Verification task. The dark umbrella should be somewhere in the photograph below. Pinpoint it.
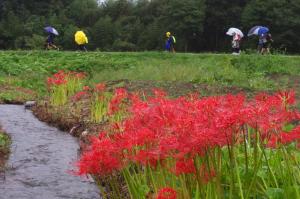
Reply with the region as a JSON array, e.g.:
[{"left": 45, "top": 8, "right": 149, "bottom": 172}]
[{"left": 44, "top": 26, "right": 59, "bottom": 35}]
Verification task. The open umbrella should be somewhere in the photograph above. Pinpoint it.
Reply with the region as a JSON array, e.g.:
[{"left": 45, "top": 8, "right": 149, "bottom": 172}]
[
  {"left": 44, "top": 26, "right": 59, "bottom": 35},
  {"left": 248, "top": 26, "right": 269, "bottom": 36},
  {"left": 75, "top": 31, "right": 88, "bottom": 45},
  {"left": 226, "top": 28, "right": 244, "bottom": 37}
]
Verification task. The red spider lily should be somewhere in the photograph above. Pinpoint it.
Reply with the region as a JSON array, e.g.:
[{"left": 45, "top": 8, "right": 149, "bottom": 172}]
[
  {"left": 173, "top": 159, "right": 196, "bottom": 175},
  {"left": 95, "top": 83, "right": 106, "bottom": 93},
  {"left": 80, "top": 89, "right": 299, "bottom": 182},
  {"left": 157, "top": 187, "right": 177, "bottom": 199},
  {"left": 78, "top": 136, "right": 122, "bottom": 176},
  {"left": 72, "top": 91, "right": 88, "bottom": 101},
  {"left": 47, "top": 71, "right": 68, "bottom": 87},
  {"left": 276, "top": 90, "right": 295, "bottom": 105},
  {"left": 83, "top": 86, "right": 91, "bottom": 91}
]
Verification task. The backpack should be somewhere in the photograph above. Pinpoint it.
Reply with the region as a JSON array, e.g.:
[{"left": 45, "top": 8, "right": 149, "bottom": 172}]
[{"left": 172, "top": 36, "right": 176, "bottom": 44}]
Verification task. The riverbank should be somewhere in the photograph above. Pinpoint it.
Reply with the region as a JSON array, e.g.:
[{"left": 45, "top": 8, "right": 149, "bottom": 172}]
[{"left": 0, "top": 126, "right": 11, "bottom": 173}]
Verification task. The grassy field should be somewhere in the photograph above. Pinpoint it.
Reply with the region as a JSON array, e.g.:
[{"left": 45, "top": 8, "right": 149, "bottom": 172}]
[{"left": 0, "top": 51, "right": 300, "bottom": 101}]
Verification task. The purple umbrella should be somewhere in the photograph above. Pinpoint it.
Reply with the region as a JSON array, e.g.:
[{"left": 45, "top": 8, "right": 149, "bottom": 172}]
[{"left": 44, "top": 26, "right": 59, "bottom": 35}]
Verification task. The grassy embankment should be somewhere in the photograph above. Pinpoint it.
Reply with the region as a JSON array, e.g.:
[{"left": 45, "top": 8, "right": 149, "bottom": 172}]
[
  {"left": 0, "top": 127, "right": 11, "bottom": 172},
  {"left": 0, "top": 51, "right": 300, "bottom": 102}
]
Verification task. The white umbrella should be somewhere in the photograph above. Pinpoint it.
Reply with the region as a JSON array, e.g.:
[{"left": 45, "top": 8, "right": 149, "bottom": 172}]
[{"left": 226, "top": 28, "right": 244, "bottom": 37}]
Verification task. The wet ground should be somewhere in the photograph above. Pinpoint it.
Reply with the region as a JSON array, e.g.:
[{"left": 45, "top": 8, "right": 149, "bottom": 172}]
[{"left": 0, "top": 105, "right": 100, "bottom": 199}]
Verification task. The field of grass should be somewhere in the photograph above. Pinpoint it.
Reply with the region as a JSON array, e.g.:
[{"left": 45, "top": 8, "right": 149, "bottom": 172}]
[{"left": 0, "top": 51, "right": 300, "bottom": 101}]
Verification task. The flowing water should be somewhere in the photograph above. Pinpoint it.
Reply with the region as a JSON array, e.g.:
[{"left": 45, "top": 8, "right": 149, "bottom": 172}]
[{"left": 0, "top": 105, "right": 100, "bottom": 199}]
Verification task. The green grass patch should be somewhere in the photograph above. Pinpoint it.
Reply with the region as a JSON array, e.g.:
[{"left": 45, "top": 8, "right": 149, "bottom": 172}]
[{"left": 0, "top": 51, "right": 300, "bottom": 102}]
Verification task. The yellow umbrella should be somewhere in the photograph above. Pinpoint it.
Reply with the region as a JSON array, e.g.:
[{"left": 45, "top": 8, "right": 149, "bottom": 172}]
[{"left": 75, "top": 31, "right": 89, "bottom": 45}]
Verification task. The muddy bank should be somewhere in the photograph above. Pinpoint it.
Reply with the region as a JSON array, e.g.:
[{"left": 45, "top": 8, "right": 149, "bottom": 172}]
[{"left": 32, "top": 80, "right": 254, "bottom": 138}]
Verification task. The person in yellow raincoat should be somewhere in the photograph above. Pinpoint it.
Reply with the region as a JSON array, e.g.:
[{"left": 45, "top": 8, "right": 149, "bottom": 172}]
[{"left": 74, "top": 30, "right": 89, "bottom": 51}]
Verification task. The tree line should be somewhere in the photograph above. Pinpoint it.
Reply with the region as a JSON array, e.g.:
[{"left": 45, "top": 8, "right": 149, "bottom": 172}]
[{"left": 0, "top": 0, "right": 300, "bottom": 53}]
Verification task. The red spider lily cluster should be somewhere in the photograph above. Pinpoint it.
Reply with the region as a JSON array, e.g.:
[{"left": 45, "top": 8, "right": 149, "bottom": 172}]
[
  {"left": 47, "top": 70, "right": 67, "bottom": 87},
  {"left": 79, "top": 91, "right": 300, "bottom": 178},
  {"left": 157, "top": 187, "right": 177, "bottom": 199},
  {"left": 72, "top": 91, "right": 88, "bottom": 102}
]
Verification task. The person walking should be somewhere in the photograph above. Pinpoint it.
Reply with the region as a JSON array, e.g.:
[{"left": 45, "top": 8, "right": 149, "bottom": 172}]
[
  {"left": 165, "top": 32, "right": 176, "bottom": 53},
  {"left": 45, "top": 33, "right": 59, "bottom": 50},
  {"left": 260, "top": 32, "right": 274, "bottom": 55},
  {"left": 74, "top": 30, "right": 89, "bottom": 52},
  {"left": 231, "top": 33, "right": 242, "bottom": 55},
  {"left": 226, "top": 27, "right": 244, "bottom": 55},
  {"left": 44, "top": 26, "right": 59, "bottom": 50}
]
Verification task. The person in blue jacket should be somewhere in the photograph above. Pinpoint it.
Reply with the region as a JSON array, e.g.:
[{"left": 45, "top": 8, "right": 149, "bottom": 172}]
[
  {"left": 45, "top": 33, "right": 59, "bottom": 50},
  {"left": 165, "top": 32, "right": 176, "bottom": 53}
]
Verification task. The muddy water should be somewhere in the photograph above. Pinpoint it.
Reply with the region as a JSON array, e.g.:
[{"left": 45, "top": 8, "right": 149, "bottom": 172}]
[{"left": 0, "top": 105, "right": 100, "bottom": 199}]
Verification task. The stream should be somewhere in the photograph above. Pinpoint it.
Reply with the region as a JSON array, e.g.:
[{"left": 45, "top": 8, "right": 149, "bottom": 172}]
[{"left": 0, "top": 105, "right": 100, "bottom": 199}]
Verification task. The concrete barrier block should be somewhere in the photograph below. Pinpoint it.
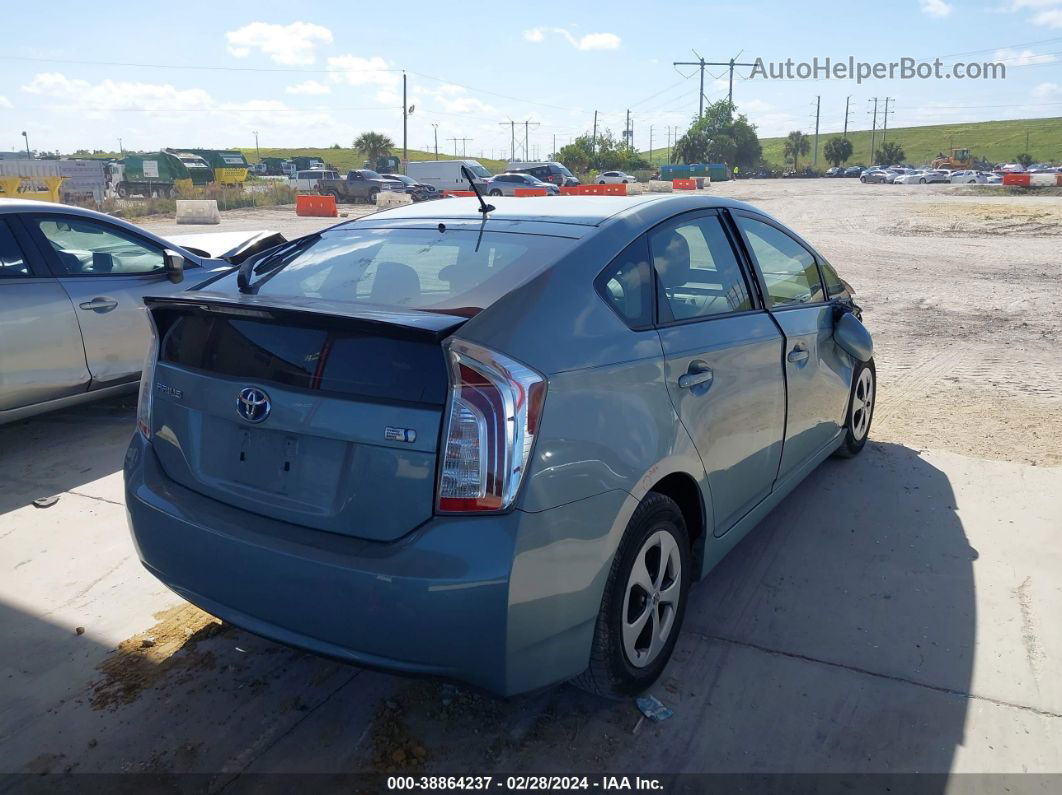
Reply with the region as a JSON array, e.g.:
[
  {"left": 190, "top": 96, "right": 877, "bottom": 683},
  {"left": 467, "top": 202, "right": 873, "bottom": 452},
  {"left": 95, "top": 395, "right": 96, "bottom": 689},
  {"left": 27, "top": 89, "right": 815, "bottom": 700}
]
[
  {"left": 376, "top": 190, "right": 413, "bottom": 210},
  {"left": 176, "top": 198, "right": 221, "bottom": 224}
]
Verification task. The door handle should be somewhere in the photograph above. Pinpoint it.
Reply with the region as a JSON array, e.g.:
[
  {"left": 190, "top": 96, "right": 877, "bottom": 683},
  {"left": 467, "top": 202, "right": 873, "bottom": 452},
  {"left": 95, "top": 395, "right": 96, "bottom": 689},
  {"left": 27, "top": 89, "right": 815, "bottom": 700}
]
[
  {"left": 78, "top": 295, "right": 118, "bottom": 312},
  {"left": 679, "top": 362, "right": 716, "bottom": 390}
]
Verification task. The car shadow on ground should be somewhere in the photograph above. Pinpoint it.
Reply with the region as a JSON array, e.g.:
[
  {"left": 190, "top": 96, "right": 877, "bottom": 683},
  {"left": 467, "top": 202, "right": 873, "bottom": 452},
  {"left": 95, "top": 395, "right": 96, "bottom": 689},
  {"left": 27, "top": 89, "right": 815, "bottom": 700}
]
[
  {"left": 0, "top": 443, "right": 976, "bottom": 789},
  {"left": 0, "top": 393, "right": 136, "bottom": 515}
]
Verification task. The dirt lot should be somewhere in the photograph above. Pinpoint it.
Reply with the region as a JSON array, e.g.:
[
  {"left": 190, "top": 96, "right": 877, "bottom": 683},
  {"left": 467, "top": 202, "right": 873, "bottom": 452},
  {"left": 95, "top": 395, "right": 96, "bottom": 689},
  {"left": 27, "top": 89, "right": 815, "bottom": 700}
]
[{"left": 0, "top": 180, "right": 1062, "bottom": 791}]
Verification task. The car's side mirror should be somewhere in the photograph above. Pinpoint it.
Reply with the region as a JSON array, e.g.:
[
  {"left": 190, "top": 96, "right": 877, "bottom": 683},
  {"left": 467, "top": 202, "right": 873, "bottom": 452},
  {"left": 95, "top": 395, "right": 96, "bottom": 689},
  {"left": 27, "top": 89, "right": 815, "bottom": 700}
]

####

**GOAL OF THE EXERCISE**
Extract every line from the one containing "Verification task. The dirt" through the last line of the data, inclusive, exactly as written.

**ANSWER BELOW**
Verification task. The dirt lot should be somewhere in the photograph above. Pinpoint it.
Reply with the region as a JSON array, e.g.:
[
  {"left": 190, "top": 96, "right": 877, "bottom": 683},
  {"left": 467, "top": 202, "right": 873, "bottom": 452},
  {"left": 95, "top": 395, "right": 96, "bottom": 689},
  {"left": 27, "top": 89, "right": 815, "bottom": 700}
]
[{"left": 0, "top": 180, "right": 1062, "bottom": 791}]
Verification task. The car's side mirror should be somewhere in the photograph above. Pinpoint it.
Reply with the region as a JSON array, e.g.:
[
  {"left": 190, "top": 96, "right": 877, "bottom": 683},
  {"left": 467, "top": 202, "right": 873, "bottom": 452},
  {"left": 95, "top": 395, "right": 96, "bottom": 689},
  {"left": 27, "top": 89, "right": 815, "bottom": 700}
]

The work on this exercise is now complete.